**TEXTAUSZUG:**
2. Das Leistungsverzeichnis enthält für Los 2 u.a. folgende Anforderungen:
(...)
3. Die Vergabeunterlagen enthalten u.a. das Formblatt L 211 EU, Aufforderung zur Abgabe eines Angebots EU - Lose. Gemäß Ziffer A) ist das Formblatt L 212 EU, Bewerbungsbedingungen EU, zu beachten und gemäß Ziffer C) ist mit dem Angebot das Formblatt L 213, Angebotsschreiben, ausgefüllt einzureichen. In Ziffer 7, Zugelassene Angebotsabgabe, wurde "Elektronisch" und" in Textform" angekreuzt:
"Bei elektronischer Angebotsübermittlung in Textform muss der Bieter zu erkennen sein (...)".
Gemäß Ziffer 3.2 im Formblatt L 212 EU, Bewerbungsbedingungen EU, sind für das Ange bot die vorgegebenen Vordrucke zu verwenden:
"Ein nicht form- oder fristgerecht eingereichtes Angebot wird ausgeschlossen".

**BEREITGESTELLTE DATEN:**
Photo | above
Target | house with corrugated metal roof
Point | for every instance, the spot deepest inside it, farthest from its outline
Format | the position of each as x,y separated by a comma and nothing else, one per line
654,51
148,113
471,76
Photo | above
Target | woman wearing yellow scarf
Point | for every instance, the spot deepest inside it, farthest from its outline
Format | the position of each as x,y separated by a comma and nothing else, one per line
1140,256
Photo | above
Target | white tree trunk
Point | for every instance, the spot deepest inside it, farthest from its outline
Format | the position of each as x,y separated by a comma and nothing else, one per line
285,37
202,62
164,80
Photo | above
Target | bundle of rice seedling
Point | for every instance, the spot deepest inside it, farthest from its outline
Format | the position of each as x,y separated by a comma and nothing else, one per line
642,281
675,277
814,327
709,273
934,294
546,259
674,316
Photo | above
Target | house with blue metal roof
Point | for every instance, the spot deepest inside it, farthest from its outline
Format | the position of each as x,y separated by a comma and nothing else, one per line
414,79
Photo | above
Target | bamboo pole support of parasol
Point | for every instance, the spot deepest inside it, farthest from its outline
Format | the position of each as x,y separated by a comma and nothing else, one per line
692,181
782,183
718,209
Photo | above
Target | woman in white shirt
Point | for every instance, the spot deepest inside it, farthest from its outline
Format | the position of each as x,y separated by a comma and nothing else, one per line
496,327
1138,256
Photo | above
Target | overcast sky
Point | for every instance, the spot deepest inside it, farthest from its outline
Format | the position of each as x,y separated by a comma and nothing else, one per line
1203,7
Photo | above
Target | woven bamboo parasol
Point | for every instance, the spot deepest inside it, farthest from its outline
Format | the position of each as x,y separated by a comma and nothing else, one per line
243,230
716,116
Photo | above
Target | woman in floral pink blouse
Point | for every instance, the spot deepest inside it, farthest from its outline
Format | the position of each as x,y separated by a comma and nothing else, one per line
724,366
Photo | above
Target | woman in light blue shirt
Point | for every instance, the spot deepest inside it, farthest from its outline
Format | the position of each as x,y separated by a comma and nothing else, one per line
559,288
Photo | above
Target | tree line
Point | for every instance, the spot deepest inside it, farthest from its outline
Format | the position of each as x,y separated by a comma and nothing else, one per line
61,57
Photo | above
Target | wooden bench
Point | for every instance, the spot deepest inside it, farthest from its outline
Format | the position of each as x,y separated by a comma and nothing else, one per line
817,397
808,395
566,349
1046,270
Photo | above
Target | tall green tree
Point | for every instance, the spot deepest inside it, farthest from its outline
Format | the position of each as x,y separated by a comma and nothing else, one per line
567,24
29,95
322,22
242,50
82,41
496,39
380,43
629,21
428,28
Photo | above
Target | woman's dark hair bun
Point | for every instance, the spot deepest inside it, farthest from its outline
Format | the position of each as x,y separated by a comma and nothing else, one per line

**GESTELLTE AUFGABE:**
Schreibe den Auszug zum Vergabeverfahren oben im Anschluss an seinen letzten Satz weiter.

**ERGEBNIS:**
Das Formblatt L 213, Angebotsschreiben, enthält auf Seite 1 oben links ein Adressfeld und zentral in Fettdruck "Angebotsschreiben". Es endet auf Seite 3 mit folgenden Passus:
"Ist
- bei einem elektronisch übermittelten Angebot in Textform der Bieter nicht erkennbar,
- ein schriftliches Angebot nicht an dieser Stelle unterschrieben oder
- ein elektronisches Angebot, das signiert/mit elektronischem Siegel versehen werden muss. Nicht wie vorgegeben signiert/mit elektronischem Siegel versehen,
wird das Angebot ausgeschlossen."
4. Das Angebotsschreiben der BGL enthält im Adressfeld keine Angaben. Name und Anschrift werden auch nicht an anderer Stelle genannt. In einem anderen Textfeld wurden u.a. eine Telefon- und Faxnummer, eine E-Mail-Adresse, eine USt.-ID-Nr. und eine HR-Nr. angegeben:
(...)
Neben dem Angebotsschreiben hat die BGL weitere Unterlagen eingereicht u.a. das Formblatt L 1240, Eigenerklärung zur Eignung. Das dortige Textfeld für
"Name, Anschrift und Ust.-ID-Nr. des Unternehmens" wurde mit "### Betriebsstätte ###, ### GmbH, ###-Str. ###, ###, Ust.-ID-Nr . ###"
ausgefüllt.
5. Mit Bieterinformationsschreiben vom 14.1 2.2021 gemäß§ 134 GWB teilte die VSt der ASt mit, dass beabsichtigt sei, den Zuschlag auf das Angebot des Bieters "### Betriebsstätte ###, ### GmbH, ####" am "14.12.2021" zu erteilen. Die ASt habe nicht das wirtschaftlichste Angebot abgegeben.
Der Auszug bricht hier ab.